→ **DOCUMENT SECTION**:
----------------------------------------

Search code examples
pythonamazon-web-servicesaesaws-gluepycrypto

How to use Crypto.Cipher AES in AWS Glue?


I am currently using the module Crypto.Cipher AES taken from https://github.com/Doerge/awslambda-pycrypto in my AWS lambda function and it works perfectly for my case.

from Crypto.Cipher import AES
from botocore.vendored import requests

url = 'my_url'
PARAMS =  {'param1':'val1', 'param2':'val2'}
CIPHER_KEY = 'cipher_key'

req = requests.get(url, params = PARAMS).json()
ciphered_value = r['ciphered_value']
decipher = AES.new(CIPHER_KEY, AES.MODE_ECB)
value =  decipher.decrypt(ciphered_value)

However, Lambda is failing as I am surpassing my 15 minute limitation due to the number of values that need to be processed

I am trying to run an AWS Glue Python Shell job that runs the exact same code as Glue can last for more than 15 minutes plus gives me access to other resources and the AWS Data Catalogue.

----------------------------------------

→ **REQUIRED TASK 1**:
In the forum question about using AES in AWS Glue, where was the Crypto.Cipher AES module taken from?
→ **REQUIRED TASK 2**:
Continue the forum question about using AES in AWS Glue, starting after its final sentence.

→ **COLLECTED MATERIAL**:
----------------------------------------

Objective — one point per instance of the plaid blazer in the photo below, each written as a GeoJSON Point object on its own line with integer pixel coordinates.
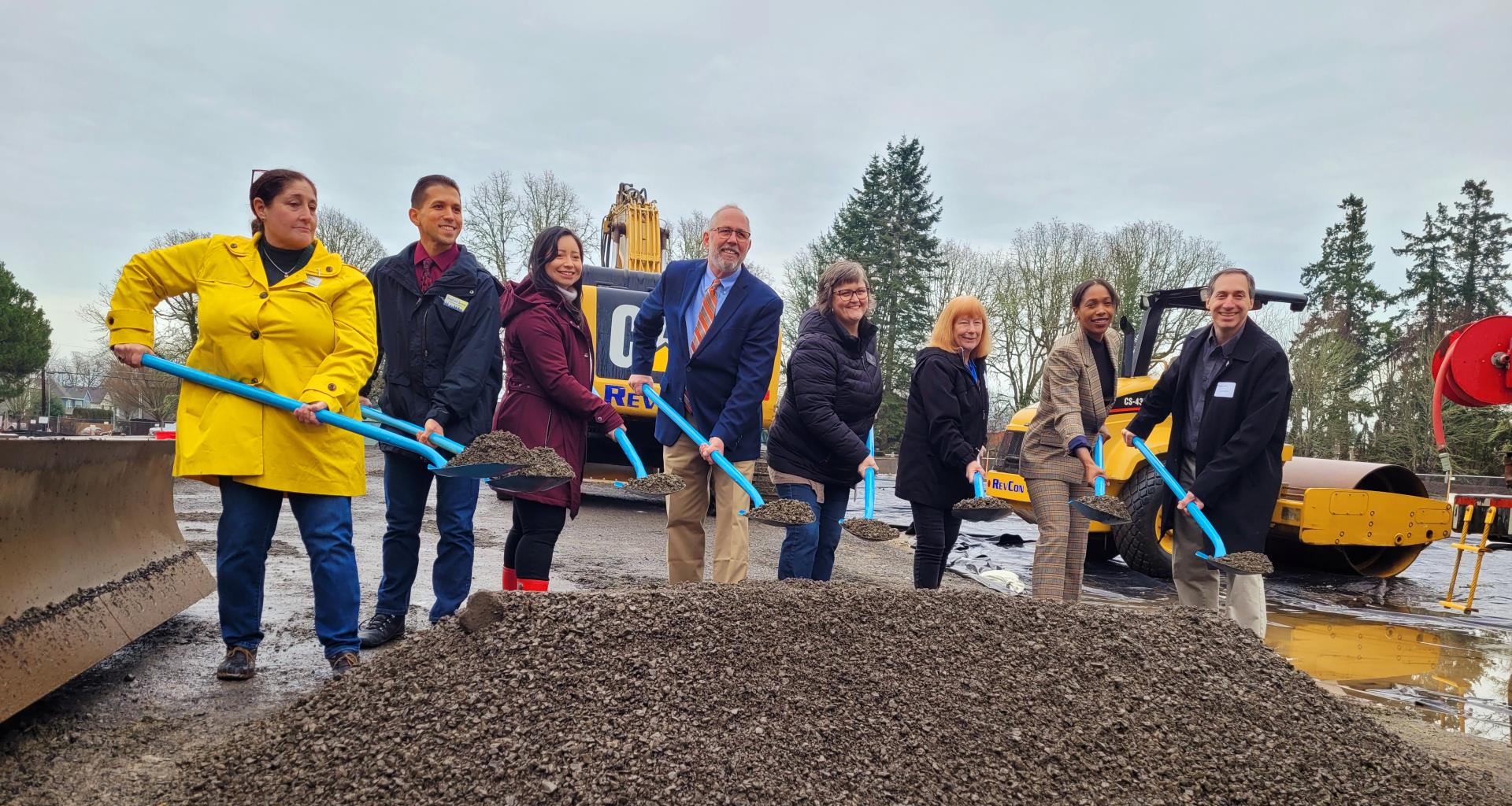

----------------------------------------

→ **RESPONSE 1**:
https://github.com/Doerge/awslambda-pycrypto

→ **RESPONSE 2**:
However, when I run my job I get the following error:

Traceback (most recent call last):
File "/tmp/runscript.py", line 115, in <module>
runpy.run_path(temp_file_path, run_name='__main__')
File "/usr/local/lib/python3.6/runpy.py", line 263, in run_path
pkg_name=pkg_name, script_name=fname)
File "/usr/local/lib/python3.6/runpy.py", line 96, in _run_module_code
mod_name, mod_spec, pkg_name, script_name)
File "/usr/local/lib/python3.6/runpy.py", line 85, in _run_code
exec(code, run_globals)
File "/tmp/glue-python-scripts-87edl8q9/playlist_ingestor_glue.py", line 10, in <module>
ModuleNotFoundError: No module named 'Crypto'

During handling of the above exception, another exception occurred:

Traceback (most recent call last):
File "/tmp/runscript.py", line 134, in <module>
raise e_type(e_value).with_tracsback(new_stack)
AttributeError: 'ModuleNotFoundError' object has no attribute 'with_tracsback'

So clearly, it's not being able to read the Crypto module.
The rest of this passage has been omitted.